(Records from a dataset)

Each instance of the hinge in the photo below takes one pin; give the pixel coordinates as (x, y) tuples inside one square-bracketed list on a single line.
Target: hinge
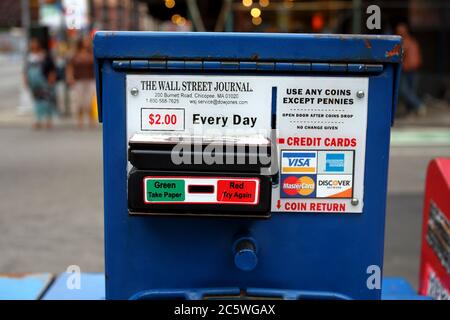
[(264, 66)]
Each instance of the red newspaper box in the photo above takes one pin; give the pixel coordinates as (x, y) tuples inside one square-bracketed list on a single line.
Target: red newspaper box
[(435, 256)]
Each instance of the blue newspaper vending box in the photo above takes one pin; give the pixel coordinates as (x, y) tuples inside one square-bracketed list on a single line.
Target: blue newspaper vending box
[(245, 165)]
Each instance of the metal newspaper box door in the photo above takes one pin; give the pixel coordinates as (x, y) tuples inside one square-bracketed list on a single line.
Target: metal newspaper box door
[(245, 164)]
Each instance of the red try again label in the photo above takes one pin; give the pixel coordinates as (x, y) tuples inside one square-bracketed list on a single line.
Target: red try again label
[(239, 191)]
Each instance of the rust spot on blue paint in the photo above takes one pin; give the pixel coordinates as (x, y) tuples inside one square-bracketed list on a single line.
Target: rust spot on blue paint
[(396, 51)]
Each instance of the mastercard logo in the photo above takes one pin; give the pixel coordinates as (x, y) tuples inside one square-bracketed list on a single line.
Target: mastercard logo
[(303, 186)]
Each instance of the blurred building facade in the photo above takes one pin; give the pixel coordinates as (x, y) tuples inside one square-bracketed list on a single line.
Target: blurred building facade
[(428, 20)]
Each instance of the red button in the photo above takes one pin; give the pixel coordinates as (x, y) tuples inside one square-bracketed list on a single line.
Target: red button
[(239, 191)]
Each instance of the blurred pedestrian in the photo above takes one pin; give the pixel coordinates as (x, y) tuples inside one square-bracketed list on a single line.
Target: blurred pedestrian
[(80, 77), (40, 77), (412, 61)]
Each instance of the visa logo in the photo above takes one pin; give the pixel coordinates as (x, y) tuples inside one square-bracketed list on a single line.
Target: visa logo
[(299, 162)]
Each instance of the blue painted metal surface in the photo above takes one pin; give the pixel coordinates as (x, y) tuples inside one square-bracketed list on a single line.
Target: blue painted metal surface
[(308, 253), (251, 47), (23, 287), (92, 287)]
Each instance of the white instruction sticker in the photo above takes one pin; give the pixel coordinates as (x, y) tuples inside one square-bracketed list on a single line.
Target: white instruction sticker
[(320, 123)]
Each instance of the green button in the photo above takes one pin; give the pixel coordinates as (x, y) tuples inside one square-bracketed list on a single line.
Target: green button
[(164, 190)]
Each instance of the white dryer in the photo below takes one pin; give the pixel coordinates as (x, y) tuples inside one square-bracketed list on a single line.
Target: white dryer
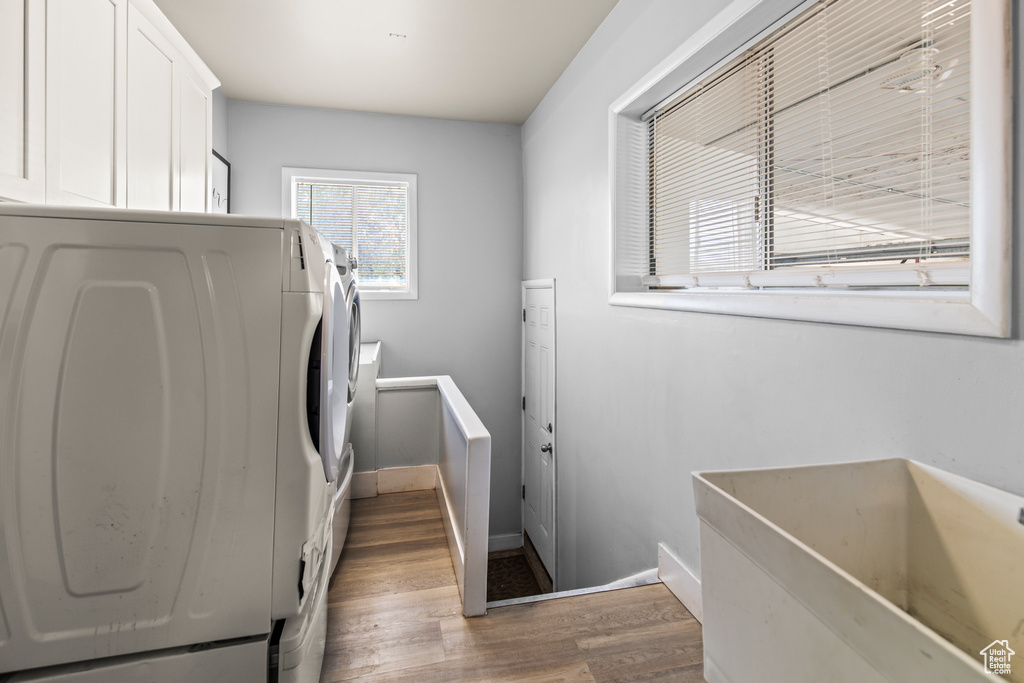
[(165, 508), (345, 371)]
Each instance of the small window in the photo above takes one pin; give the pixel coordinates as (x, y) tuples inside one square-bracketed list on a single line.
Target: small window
[(373, 215), (848, 165)]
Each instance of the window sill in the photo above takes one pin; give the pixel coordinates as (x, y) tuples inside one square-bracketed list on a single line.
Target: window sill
[(947, 311), (380, 295)]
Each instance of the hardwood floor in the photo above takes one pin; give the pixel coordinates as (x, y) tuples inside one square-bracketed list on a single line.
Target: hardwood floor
[(395, 615)]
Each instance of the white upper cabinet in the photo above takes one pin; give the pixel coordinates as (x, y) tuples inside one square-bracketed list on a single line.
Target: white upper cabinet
[(23, 78), (152, 158), (195, 142), (85, 86), (102, 102)]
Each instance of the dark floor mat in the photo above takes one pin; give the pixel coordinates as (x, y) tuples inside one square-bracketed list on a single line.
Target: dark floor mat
[(510, 578)]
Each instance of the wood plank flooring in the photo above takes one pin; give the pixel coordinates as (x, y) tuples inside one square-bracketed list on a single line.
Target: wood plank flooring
[(395, 615)]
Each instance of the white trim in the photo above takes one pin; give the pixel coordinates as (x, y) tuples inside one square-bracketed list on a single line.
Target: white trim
[(397, 479), (364, 484), (678, 579), (984, 310), (504, 542), (409, 180)]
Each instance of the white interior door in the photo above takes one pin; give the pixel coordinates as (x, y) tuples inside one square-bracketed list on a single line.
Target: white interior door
[(539, 418)]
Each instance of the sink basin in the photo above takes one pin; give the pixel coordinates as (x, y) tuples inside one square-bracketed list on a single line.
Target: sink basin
[(877, 570)]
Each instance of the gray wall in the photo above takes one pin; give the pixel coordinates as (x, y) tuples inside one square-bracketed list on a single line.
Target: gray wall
[(466, 321), (647, 396)]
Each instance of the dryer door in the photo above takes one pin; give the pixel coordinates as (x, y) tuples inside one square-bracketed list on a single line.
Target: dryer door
[(334, 367), (354, 339)]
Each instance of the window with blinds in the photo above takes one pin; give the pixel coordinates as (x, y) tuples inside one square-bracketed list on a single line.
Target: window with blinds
[(835, 152), (836, 161), (371, 215)]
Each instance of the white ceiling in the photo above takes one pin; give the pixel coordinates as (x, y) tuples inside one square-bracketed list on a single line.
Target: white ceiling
[(468, 59)]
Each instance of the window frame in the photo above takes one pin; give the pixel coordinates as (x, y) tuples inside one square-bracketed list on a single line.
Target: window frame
[(984, 308), (290, 176)]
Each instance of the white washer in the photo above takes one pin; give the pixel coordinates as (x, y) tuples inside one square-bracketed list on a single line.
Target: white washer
[(347, 295), (163, 506)]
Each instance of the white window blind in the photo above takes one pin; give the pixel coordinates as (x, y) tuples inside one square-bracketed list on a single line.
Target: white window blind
[(834, 152), (370, 214)]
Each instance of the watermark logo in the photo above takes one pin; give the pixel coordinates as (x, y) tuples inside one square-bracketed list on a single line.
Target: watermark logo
[(997, 656)]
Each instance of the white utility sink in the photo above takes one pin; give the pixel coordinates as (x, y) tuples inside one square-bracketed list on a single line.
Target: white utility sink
[(879, 570)]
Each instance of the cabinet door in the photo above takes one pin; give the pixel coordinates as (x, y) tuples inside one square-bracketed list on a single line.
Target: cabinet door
[(153, 164), (23, 74), (196, 132), (85, 85)]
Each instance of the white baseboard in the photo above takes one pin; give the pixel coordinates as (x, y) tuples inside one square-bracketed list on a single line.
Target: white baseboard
[(397, 479), (683, 583), (504, 542), (394, 480), (641, 579), (365, 484)]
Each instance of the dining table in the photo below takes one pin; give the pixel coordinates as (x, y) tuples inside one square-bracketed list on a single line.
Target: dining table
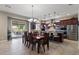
[(38, 39)]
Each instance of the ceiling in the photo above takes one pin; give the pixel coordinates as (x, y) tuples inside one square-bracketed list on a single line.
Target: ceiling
[(41, 11)]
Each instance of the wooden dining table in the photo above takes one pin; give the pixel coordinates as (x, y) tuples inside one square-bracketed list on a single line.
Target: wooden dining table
[(38, 39)]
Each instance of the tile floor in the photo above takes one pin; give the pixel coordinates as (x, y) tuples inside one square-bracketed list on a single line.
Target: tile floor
[(15, 47)]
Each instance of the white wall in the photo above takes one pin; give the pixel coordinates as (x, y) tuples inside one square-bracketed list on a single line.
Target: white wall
[(3, 23), (3, 26)]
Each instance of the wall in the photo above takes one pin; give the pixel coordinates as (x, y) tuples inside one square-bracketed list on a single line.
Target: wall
[(3, 23), (3, 26)]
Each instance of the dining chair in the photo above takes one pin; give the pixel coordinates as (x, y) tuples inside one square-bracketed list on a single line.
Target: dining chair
[(26, 41), (32, 41), (45, 41)]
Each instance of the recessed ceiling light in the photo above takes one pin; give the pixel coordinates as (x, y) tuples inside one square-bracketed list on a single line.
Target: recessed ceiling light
[(70, 4), (8, 6)]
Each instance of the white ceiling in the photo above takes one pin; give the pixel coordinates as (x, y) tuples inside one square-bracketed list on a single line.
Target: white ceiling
[(41, 11)]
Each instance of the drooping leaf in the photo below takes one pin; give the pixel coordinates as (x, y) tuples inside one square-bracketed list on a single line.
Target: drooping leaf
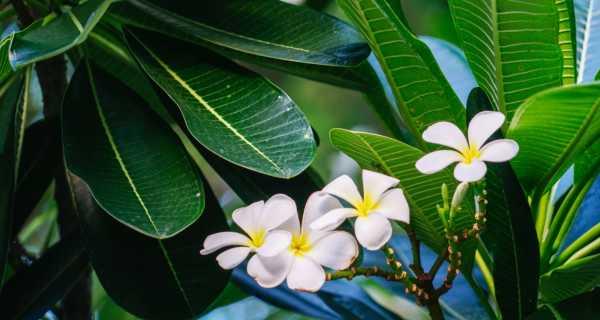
[(511, 46), (34, 290), (255, 27), (422, 94), (510, 236), (133, 163), (50, 36), (551, 128), (233, 112), (397, 159), (11, 123), (587, 15), (39, 160), (155, 278), (570, 279)]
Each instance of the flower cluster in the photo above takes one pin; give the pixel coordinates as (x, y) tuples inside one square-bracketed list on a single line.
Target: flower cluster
[(286, 248)]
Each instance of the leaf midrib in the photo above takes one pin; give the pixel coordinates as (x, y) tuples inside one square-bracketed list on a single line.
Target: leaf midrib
[(208, 108), (116, 150)]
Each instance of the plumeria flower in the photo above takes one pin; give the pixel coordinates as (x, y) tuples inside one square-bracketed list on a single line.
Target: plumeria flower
[(259, 221), (470, 154), (302, 263), (372, 210)]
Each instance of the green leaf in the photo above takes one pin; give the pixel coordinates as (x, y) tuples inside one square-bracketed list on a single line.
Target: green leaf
[(511, 236), (233, 112), (397, 159), (551, 128), (136, 167), (50, 36), (567, 39), (156, 278), (11, 123), (511, 46), (587, 14), (35, 289), (303, 36), (570, 279), (422, 94)]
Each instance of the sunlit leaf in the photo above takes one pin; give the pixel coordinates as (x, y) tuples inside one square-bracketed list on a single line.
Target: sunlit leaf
[(233, 112), (511, 46), (422, 94), (132, 161)]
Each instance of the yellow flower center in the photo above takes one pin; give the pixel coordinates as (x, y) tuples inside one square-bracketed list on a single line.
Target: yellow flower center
[(299, 245), (257, 238), (366, 206), (470, 154)]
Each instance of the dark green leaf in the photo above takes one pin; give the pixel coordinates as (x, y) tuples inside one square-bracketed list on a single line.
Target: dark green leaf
[(422, 94), (50, 36), (570, 279), (397, 159), (551, 128), (255, 27), (35, 289), (510, 236), (233, 112), (156, 278), (135, 165), (511, 46)]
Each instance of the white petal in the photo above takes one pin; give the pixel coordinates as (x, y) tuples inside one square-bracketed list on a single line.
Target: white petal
[(472, 172), (437, 160), (343, 187), (278, 209), (373, 231), (333, 219), (318, 204), (499, 150), (269, 272), (231, 258), (446, 134), (393, 205), (336, 250), (248, 217), (483, 125), (375, 184), (305, 275), (276, 241), (220, 240)]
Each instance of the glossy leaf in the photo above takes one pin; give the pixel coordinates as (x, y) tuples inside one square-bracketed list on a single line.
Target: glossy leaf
[(570, 279), (422, 94), (134, 164), (34, 290), (454, 65), (304, 36), (11, 124), (511, 46), (50, 36), (397, 159), (587, 15), (155, 278), (551, 128), (511, 236), (233, 112)]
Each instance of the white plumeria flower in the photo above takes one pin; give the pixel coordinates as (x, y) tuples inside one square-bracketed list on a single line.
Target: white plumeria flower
[(372, 210), (259, 221), (309, 250), (470, 154)]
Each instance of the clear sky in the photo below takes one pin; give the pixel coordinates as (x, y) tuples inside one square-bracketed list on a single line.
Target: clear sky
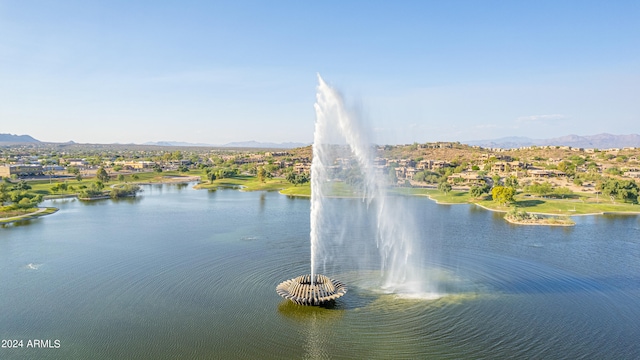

**WHAT TO DO**: Report every line in the records above that contains the string "upper", copying each line in full. Case counts, so match only that exact capitalization.

**SOLUTION FOR THIS PROBLEM**:
Each instance of the white upper cabinet in the photo above takes one pin; give the pixel coordinates as (x, y) tuples inside one square-bracketed list on a single line.
Target: white upper cabinet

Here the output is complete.